(Beginning of Document text)

A few more tips..Part 2

We all have stresses in our lives…but if those stresses are positive and stimulating, we are productive, interesting and ultimately satisfied.   It is also important to recognize that stress that can be overwhelming but if you adopt the appropriate strategies you will be able to cope and conquer stress.

Here are a few more tips to manage stress.

Change your behaviour

Get organized—poor organization is one of the most common causes of stress. Prioritize your objectives and your duties and activities to make them more manageable and achievable.  Good organization will help to avoid personal and professional chaos and protect against “out of the blue” problems.

Vent–A problem shared is a problem halved. Develop a support network through friends or colleagues to talk with. It’s not always events that are stressful but how we perceive them. Often friends add new perspectives that could lessen your stress.

Use humor—cliche as it might seem, laughter is the best medicine. It is a good stress reducer at home and at work and it relieves muscular tension, improves breathing, pumps those good endorphins into the bloodstream.

Take time out—Get away from things that bother you and give yourself time to reduce your stress level and calm down to think logically.

Be assertive

Assertiveness helps to manage stressful situations, and will, in time, help to reduce their frequency.  Lack of assertiveness often shows low self – esteem and low self – confidence.

Time Management  

Make a list.  What MUST be done vs. What SHOULD be done vs. What would you LIKE to do? Cut out time-wasting and unimportant activities. Learn to drop unimportant activities

And JUST SAY NO.  Plan your day. Set achievable goals. Don’t waste time making excuses for not doing something

Change your lifestyle

Diet.  Nutritional stress is actually a major type of physical stress in today’s 2.0 world.  Are you eating chemically and toxin loaded food and expecting your body to cope? Are you smoking and drinking too much caffeine and alcohol?

Exercise.  Exercise.  Exercise.

Exercise uses up excess energy released by the “Fight or Flight” reaction. It helps improve blood circulation and pumps those feel good endorphins into your bloodstream. We are less stressed, less fragile, when we feel strong and healthy.


Sleep is essential for adequate brain function. Often when people are stressed they lose sleep. One great way to purge your body of stress so your mind can relax is to learn progressive muscle relaxation and deep muscle relaxation techniques. Meditation is also a valuable tool to relax your body and quiet your mind — it can easily transition you into sleep.

(End of Document text)

▶ [Instructions]
1. In the stress-management tips, what is named as one of the most common causes of stress?
2. Write out the stress-management tips from "And JUST SAY" to "caffeine and alcohol?".

(Beginning of Supplied material)

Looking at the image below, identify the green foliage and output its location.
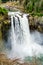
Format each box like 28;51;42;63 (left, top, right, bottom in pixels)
0;7;8;15
24;0;43;14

(End of Supplied material)

▶ [Solutions below]
1. Poor organization

2.
And JUST SAY NO.  Plan your day. Set achievable goals. Don’t waste time making excuses for not doing something

Change your lifestyle

Diet.  Nutritional stress is actually a major type of physical stress in today’s 2.0 world.  Are you eating chemically and toxin loaded food and expecting your body to cope? Are you smoking and drinking too much caffeine and alcohol?